▶ **TO DO**
Please set down all of the data below verbatim.

(Stored items)
*** Block opens ***
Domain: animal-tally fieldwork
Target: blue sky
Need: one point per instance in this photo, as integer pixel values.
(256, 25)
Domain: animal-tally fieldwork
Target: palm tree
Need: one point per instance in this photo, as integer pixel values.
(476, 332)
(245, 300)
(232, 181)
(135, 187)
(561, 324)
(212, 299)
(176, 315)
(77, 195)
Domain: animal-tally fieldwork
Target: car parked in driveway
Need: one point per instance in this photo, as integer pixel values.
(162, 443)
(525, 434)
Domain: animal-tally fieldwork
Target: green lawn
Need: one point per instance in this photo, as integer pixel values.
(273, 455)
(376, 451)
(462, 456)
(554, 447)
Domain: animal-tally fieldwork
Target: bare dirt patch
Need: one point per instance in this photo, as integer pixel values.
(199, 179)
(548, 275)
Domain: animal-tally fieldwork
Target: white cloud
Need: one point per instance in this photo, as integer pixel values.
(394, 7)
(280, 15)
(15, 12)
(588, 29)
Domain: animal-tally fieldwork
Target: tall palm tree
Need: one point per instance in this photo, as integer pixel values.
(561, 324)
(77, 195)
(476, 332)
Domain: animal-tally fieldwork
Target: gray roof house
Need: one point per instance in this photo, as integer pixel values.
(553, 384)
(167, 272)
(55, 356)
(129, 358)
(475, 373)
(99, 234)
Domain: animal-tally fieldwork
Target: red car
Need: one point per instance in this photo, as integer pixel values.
*** Block closes ***
▶ **EXERCISE RESPONSE**
Domain: animal-tally fieldwork
Target: blue sky
Need: one point per instance in this photo, as integer pixel values.
(256, 25)
Domain: animal-tally fieldwork
Target: palm tree
Need: one point per instance in this photo, as integer pixel values.
(476, 332)
(245, 300)
(232, 181)
(135, 187)
(561, 324)
(212, 299)
(176, 315)
(77, 195)
Domain: animal-tally fieldwork
Target: car parked in driveway
Need: one point per instance in this photo, as integer pixel values.
(162, 443)
(525, 434)
Domain: animal-tally fieldwork
Target: green lawn
Need: one point per instance in this photo, as integer pixel values.
(273, 455)
(376, 451)
(462, 456)
(554, 447)
Domain: animal-tally fieldwork
Target: bare dirt patch
Need: one point per instance in this photo, as integer pixel values.
(199, 179)
(548, 275)
Domain: animal-tally fieldwork
Target: white cloud
Need: one point per instance in this photo, as integer pixel values.
(394, 7)
(280, 15)
(15, 12)
(588, 29)
Domain: animal-tally fieldwork
Target: tall palm tree
Need: one point per instance in this photo, as integer pixel values.
(561, 324)
(77, 195)
(476, 332)
Domain: animal-tally fieldwork
Target: gray roof house
Need: one point per instance in this photo, as integer pixel values.
(553, 384)
(167, 272)
(55, 356)
(129, 358)
(475, 373)
(99, 234)
Domain: animal-tally fieldwork
Target: red car
Need: one point per instance in this photo, as integer pixel values.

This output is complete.